# Source excerpt
>> BEGIN
The Portuguese Probe West Africa – A Timeline

From the early fifteenth century, Portugal led European exploration along West Africa’s southern coast. Driven by the search for gold, ivory, and a sea route to Asia, Portuguese voyages reshaped local politics, commerce, and cross-cultural encounters.

1415: Conquest of Ceuta and Foundation of Prince Henry’s School

Port Ceuta in North Africa
Port Ceuta – North Africa

Img Credit: Britannica.com

In August 1415, King John I of Portugal’s army, including his son Infante Dom Henrique—better known as Prince Henry the Navigator—captured Ceuta, a fortified port city on North Africa’s Mediterranean shore at the mouth of the Strait of Gibraltar. Born in Porto on March 4, 1394, Henry was the fourth child of King John I and Philippa of Lancaster, and served as Duke of Viseu and administrator of the Order of Christ. Ceuta had been under the control of the Marinid Sultanate, a Berber dynasty that ruled Morocco from 1244 to 1465. As Portugal’s lieutenant in Ceuta, Henry gained firsthand insight into the trans-Saharan gold and ivory trades, and the logistical challenges of coastal navigation. Returning to Portugal around 1420, he founded a “school” at Sagres that assembled cartographers, shipbuilders, astronomers, and pilots. There, innovations like the caravel’s lateen sails, the development of pilot charts, and systematic tidal and current observations laid the groundwork for sustained voyages down the West African coast

1434: Rounding Cape Bojador

Cape Bojador West Africa
Cape Bojador

Img Credit: Britannica.com

Captain Gil Eanes, under Prince Henry’s direction, became the first European to sail past Cape Bojador—a headland on the west coast of Moroccan-occupied Western Sahara, jutting into the Atlantic roughly 220 km south of the Canary Islands. Long dubbed the “point of no return” or “sea of darkness” for its reef-lined shores, strong currents, and shifting sandbanks, its Arabic name Abu Khaṭar means “father of danger.” Upon returning, Eanes reported friendly receptions by Sanhaja Berber fishermen near the promontory, receiving provisions without major conflict. This navigational breakthrough dispelled maritime myths and unlocked further exploration down Africa’s coast

1443: Establishment of Arguin Trading Post

Portuguese pilots built a fortified trading post on Arguin Island, an islet in the Bay of Arguin off the coast of modern-day Mauritania. Portuguese chronicles describe negotiated agreements with local Saharan chieftains—leaders among the Sanhaja Berber fishermen and the Zenaga semi-nomadic herders—who controlled seasonal fishing grounds and salt pans in the area. In practice, “permission” combined diplomatic gifts of cloth, metal tools, and firearms with the implicit threat of naval bombardment to secure exclusive trading rights [1][2]. The Sanhaja, a Berber confederation skilled in maritime fishing, desert caravan trade, and gum arabic collection, and the Zenaga, pastoralists specializing in salt mining and guiding camel caravans, exchanged gold, ivory, gum arabic, and captives with the Portuguese. Though occasional skirmishes over pricing and slave raids occurred, the fort’s cannons and stone walls upheld Portuguese monopoly for decades [3].
>> END
# Supplied material
>> BEGIN
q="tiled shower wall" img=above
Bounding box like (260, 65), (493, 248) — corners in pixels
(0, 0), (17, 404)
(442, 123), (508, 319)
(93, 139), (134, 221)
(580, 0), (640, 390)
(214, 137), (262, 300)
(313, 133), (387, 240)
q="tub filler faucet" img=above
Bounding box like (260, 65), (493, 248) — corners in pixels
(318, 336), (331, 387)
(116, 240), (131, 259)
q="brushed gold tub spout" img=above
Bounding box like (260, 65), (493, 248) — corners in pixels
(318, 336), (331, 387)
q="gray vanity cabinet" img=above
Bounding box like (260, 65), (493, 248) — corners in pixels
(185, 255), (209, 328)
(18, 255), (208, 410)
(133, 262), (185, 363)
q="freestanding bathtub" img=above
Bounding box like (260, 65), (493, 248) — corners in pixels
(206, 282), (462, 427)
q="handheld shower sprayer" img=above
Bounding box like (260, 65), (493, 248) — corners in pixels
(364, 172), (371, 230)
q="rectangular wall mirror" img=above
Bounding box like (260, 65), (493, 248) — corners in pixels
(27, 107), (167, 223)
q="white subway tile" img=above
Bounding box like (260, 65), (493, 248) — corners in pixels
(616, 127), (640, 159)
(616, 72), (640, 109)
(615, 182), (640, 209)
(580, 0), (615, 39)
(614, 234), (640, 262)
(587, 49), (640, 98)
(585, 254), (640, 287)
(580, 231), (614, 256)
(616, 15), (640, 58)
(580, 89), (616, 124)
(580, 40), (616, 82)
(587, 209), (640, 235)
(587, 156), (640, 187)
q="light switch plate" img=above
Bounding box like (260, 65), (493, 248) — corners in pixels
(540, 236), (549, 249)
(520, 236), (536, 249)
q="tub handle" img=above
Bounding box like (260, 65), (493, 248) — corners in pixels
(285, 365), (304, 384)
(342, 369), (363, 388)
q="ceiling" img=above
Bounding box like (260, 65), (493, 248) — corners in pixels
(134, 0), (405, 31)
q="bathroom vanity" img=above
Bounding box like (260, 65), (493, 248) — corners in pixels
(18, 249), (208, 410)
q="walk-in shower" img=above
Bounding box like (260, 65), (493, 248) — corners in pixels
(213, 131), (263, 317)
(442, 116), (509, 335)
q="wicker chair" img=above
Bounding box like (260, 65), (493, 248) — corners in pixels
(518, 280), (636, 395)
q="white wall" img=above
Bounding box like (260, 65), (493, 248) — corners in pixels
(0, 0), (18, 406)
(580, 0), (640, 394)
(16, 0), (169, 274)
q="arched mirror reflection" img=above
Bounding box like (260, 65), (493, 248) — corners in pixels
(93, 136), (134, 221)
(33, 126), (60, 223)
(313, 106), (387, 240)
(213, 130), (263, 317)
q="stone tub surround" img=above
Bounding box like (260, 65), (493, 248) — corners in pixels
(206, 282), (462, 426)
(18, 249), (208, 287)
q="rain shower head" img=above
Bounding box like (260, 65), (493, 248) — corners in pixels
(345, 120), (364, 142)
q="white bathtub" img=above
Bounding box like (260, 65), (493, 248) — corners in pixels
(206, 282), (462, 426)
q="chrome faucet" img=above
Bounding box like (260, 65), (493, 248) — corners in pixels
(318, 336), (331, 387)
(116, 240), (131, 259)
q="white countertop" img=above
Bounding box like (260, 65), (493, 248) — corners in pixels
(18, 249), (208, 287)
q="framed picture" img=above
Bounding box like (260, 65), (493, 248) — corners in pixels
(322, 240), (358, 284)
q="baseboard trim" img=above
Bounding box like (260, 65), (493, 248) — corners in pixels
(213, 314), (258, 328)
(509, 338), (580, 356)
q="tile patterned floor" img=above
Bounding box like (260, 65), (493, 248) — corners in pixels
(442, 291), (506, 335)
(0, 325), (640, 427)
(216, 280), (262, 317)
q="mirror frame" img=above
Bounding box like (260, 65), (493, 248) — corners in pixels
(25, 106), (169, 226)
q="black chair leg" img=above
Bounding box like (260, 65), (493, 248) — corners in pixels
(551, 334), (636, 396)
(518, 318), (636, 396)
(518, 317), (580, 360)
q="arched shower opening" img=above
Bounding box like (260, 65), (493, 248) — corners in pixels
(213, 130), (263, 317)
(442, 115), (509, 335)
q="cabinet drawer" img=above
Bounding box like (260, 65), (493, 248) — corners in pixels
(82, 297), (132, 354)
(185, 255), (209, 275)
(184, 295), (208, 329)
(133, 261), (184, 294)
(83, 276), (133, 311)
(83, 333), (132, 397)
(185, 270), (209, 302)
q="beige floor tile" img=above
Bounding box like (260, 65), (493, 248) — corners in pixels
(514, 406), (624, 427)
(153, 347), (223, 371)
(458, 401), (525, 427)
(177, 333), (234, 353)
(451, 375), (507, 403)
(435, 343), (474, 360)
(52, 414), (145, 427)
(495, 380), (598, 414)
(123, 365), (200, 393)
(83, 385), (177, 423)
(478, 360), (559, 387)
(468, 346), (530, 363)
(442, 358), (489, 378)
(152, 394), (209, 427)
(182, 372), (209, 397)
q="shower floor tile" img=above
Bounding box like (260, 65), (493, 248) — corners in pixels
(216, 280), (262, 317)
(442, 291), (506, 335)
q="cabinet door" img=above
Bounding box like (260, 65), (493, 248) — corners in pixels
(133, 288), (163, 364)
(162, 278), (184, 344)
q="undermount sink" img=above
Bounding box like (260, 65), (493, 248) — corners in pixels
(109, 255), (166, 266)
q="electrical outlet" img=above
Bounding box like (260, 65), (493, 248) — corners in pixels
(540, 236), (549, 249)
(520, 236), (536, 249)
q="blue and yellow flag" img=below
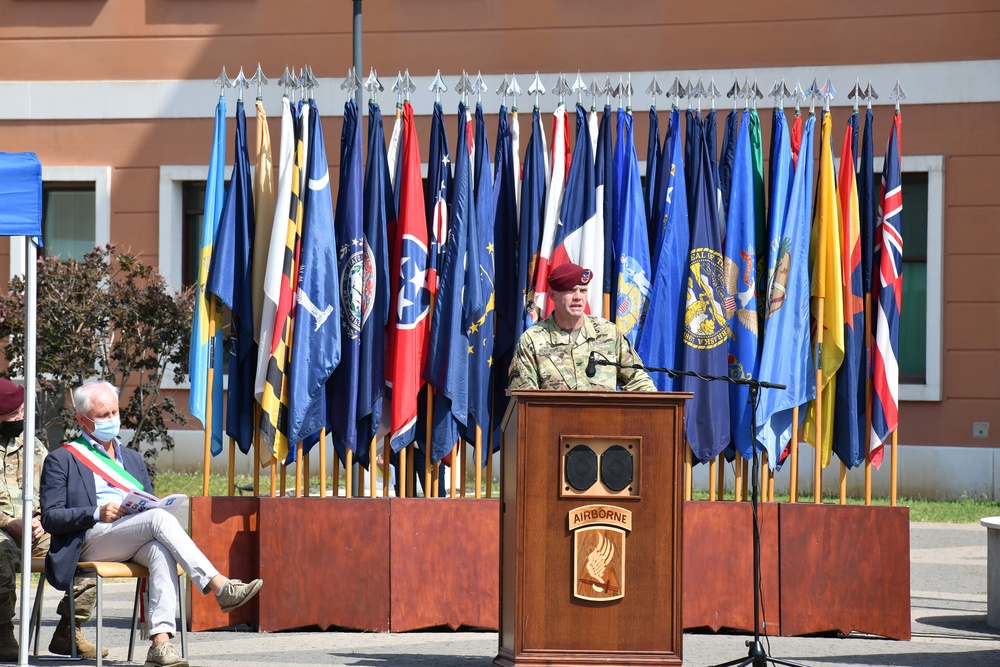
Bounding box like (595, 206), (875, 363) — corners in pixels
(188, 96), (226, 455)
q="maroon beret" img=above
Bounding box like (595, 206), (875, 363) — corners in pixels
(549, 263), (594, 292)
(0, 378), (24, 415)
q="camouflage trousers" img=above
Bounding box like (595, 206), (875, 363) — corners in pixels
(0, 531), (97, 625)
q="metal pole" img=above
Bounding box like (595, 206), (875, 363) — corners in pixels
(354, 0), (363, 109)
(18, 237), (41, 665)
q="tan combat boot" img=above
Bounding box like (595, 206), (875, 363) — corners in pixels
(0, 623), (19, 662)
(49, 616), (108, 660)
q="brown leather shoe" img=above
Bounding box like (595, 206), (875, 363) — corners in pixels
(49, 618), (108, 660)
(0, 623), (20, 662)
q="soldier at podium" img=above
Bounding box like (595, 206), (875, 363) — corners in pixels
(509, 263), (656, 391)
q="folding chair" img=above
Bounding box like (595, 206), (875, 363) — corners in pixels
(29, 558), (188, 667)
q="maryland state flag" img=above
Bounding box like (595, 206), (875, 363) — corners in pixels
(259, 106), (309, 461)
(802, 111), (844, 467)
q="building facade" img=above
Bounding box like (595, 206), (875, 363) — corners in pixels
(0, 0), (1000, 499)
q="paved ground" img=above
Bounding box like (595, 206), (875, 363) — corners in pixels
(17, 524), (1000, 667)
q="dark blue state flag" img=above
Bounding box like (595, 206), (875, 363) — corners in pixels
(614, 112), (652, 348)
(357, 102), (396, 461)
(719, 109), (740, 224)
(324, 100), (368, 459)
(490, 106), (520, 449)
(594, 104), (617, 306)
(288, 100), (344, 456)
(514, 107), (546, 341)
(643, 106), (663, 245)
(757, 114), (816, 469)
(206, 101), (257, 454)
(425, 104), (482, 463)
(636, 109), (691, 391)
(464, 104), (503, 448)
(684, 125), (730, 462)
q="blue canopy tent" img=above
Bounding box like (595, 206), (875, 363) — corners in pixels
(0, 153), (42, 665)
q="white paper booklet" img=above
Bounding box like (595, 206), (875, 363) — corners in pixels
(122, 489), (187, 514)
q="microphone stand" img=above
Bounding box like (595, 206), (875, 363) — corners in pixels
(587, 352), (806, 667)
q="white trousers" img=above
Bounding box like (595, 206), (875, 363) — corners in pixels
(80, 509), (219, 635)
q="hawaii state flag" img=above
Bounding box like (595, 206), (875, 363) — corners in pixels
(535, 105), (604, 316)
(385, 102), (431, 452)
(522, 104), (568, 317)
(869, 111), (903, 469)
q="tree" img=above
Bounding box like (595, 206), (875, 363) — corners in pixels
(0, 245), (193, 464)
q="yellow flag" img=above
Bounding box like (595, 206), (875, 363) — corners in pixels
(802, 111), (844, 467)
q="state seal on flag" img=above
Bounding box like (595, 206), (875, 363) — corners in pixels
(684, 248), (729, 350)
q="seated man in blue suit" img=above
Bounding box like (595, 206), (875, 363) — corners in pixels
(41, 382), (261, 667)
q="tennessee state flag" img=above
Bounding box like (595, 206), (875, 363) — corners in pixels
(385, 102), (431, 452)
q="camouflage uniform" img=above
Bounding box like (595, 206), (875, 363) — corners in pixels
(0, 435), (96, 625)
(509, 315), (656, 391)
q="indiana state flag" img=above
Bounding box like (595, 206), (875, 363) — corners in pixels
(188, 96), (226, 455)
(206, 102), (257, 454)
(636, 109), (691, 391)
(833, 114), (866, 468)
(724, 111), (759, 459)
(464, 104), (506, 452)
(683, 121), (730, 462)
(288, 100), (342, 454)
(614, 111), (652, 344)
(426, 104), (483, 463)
>> END
>> BEGIN
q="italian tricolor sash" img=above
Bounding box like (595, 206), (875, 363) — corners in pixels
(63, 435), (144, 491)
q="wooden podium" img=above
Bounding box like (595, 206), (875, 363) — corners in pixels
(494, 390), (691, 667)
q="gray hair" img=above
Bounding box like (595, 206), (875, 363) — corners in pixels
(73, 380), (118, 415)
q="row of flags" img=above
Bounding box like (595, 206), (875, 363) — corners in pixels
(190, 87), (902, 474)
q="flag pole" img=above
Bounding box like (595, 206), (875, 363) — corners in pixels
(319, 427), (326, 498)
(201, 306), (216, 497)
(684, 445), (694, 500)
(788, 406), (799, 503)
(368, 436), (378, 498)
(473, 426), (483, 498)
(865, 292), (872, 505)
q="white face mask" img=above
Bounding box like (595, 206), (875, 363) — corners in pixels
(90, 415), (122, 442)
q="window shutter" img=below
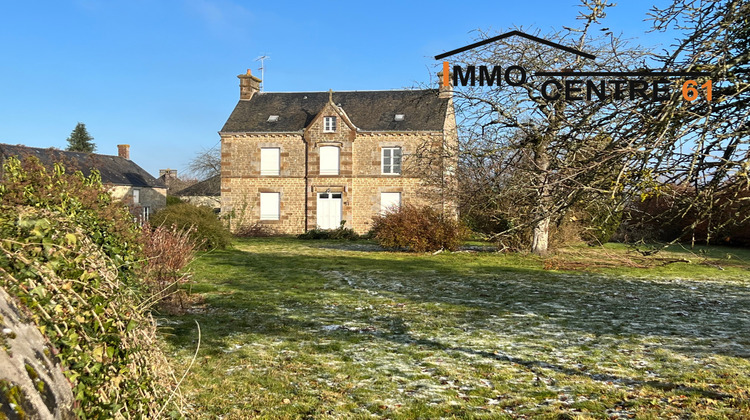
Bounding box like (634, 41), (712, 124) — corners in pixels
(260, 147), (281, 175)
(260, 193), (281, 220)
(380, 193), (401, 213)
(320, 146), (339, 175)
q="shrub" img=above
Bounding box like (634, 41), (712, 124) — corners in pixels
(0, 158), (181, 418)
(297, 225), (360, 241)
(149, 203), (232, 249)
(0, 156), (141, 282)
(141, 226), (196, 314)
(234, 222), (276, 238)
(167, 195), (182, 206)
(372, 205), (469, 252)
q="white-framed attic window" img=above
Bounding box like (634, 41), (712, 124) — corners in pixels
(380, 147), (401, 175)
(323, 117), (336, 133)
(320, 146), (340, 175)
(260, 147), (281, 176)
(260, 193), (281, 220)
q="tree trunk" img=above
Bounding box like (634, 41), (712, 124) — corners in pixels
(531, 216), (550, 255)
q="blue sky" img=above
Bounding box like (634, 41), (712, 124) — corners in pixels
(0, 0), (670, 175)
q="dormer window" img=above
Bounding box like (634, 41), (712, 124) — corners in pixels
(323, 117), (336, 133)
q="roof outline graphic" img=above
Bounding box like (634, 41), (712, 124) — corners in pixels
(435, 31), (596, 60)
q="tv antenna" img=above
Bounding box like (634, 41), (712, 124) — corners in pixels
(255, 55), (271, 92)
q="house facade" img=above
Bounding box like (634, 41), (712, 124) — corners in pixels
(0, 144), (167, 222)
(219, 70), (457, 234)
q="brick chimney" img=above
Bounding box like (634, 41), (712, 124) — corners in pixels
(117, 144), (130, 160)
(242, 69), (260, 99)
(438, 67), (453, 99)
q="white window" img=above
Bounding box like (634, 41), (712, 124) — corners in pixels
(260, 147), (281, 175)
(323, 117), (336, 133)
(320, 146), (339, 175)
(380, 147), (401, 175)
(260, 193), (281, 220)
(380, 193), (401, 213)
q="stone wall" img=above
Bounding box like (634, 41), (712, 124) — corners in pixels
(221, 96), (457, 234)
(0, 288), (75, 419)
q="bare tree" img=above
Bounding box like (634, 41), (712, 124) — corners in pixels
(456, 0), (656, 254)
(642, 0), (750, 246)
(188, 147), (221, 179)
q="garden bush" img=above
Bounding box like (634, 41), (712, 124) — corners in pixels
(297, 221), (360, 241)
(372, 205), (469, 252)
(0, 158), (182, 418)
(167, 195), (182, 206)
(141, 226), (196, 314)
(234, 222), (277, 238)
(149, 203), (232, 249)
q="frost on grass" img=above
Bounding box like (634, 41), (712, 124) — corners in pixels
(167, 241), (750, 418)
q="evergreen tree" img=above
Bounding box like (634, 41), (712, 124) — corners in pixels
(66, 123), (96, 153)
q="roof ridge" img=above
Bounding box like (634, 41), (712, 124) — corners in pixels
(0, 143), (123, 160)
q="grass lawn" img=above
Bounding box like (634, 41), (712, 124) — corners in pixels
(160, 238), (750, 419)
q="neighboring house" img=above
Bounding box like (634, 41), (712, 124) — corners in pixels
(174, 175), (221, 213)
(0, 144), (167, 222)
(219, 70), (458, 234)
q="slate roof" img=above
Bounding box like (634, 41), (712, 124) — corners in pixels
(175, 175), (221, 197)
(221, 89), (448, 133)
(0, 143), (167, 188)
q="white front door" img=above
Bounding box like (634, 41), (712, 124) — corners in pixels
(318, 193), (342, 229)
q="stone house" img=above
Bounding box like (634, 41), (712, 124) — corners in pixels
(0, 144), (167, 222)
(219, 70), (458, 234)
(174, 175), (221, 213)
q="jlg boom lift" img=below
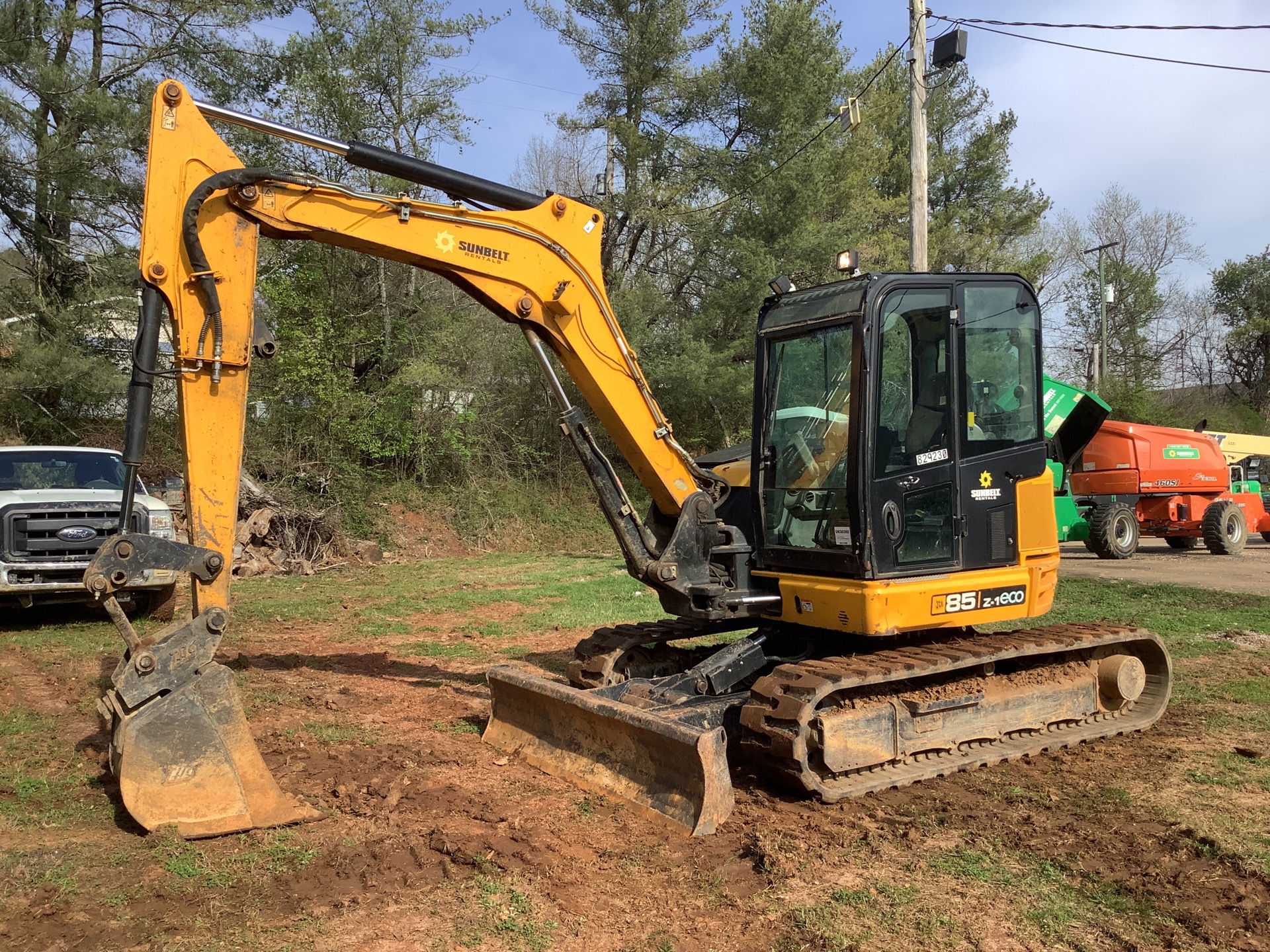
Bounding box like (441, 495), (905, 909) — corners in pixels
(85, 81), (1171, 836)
>> END
>> BEGIN
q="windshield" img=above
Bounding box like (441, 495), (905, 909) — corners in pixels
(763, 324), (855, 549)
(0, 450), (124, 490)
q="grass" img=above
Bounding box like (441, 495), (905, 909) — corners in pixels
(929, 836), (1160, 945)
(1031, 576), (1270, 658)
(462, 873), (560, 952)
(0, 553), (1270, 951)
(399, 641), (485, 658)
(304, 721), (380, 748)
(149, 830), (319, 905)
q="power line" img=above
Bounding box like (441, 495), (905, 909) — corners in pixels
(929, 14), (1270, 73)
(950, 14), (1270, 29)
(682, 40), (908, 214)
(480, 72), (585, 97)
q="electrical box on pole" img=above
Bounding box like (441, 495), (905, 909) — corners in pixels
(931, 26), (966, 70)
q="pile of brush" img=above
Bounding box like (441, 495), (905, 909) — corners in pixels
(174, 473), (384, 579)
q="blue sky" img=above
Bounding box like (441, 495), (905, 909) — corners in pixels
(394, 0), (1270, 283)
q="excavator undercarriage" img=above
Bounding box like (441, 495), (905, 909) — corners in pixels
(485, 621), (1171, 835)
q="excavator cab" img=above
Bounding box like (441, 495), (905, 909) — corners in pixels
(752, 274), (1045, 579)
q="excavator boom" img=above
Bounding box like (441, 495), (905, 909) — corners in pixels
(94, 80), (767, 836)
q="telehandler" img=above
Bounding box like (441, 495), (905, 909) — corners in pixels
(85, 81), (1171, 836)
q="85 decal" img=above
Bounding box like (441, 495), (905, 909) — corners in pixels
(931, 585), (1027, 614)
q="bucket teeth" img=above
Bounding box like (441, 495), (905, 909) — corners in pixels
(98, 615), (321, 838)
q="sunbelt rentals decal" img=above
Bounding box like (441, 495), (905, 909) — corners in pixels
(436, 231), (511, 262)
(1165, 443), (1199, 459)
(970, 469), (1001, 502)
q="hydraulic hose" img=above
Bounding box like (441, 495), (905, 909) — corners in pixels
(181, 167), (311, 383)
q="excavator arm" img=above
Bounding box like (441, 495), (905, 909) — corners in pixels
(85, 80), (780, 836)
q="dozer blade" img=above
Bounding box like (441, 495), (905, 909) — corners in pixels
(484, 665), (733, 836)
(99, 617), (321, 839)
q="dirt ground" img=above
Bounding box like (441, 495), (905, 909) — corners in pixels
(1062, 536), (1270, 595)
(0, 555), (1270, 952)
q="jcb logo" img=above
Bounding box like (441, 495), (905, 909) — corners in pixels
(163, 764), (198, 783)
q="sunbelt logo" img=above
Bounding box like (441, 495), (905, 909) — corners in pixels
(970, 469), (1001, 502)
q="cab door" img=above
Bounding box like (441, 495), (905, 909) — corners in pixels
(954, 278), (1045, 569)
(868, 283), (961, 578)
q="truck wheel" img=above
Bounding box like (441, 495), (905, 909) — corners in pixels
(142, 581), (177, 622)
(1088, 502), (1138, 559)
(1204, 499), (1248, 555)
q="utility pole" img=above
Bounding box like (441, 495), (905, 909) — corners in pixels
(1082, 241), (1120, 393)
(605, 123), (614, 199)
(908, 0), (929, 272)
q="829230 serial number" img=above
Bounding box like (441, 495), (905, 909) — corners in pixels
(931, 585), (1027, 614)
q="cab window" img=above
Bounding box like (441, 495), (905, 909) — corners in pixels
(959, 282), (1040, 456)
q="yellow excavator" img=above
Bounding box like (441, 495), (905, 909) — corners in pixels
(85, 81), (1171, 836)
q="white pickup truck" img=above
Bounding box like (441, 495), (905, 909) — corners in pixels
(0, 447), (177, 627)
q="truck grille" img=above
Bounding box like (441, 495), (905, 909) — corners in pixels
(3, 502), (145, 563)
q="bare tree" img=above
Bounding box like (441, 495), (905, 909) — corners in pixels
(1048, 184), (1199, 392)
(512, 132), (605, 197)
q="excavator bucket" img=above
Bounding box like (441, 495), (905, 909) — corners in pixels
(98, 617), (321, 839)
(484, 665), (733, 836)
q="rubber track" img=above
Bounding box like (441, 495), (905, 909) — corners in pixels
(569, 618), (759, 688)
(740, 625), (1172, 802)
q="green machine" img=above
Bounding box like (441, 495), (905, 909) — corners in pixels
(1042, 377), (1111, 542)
>> END
# Work instructions
**a.** In the Portuguese exploration timeline, what does Abu Khaṭar, the Arabic name for Cape Bojador, mean?
**b.** Find each line of the records containing the word "house", and copy those lines.
The records have no connection to the timeline above.

# Answers below
**a.** It means "father of danger."

**b.**
q="house facade" img=above
q="neighboring house" img=above
q="stone house" img=above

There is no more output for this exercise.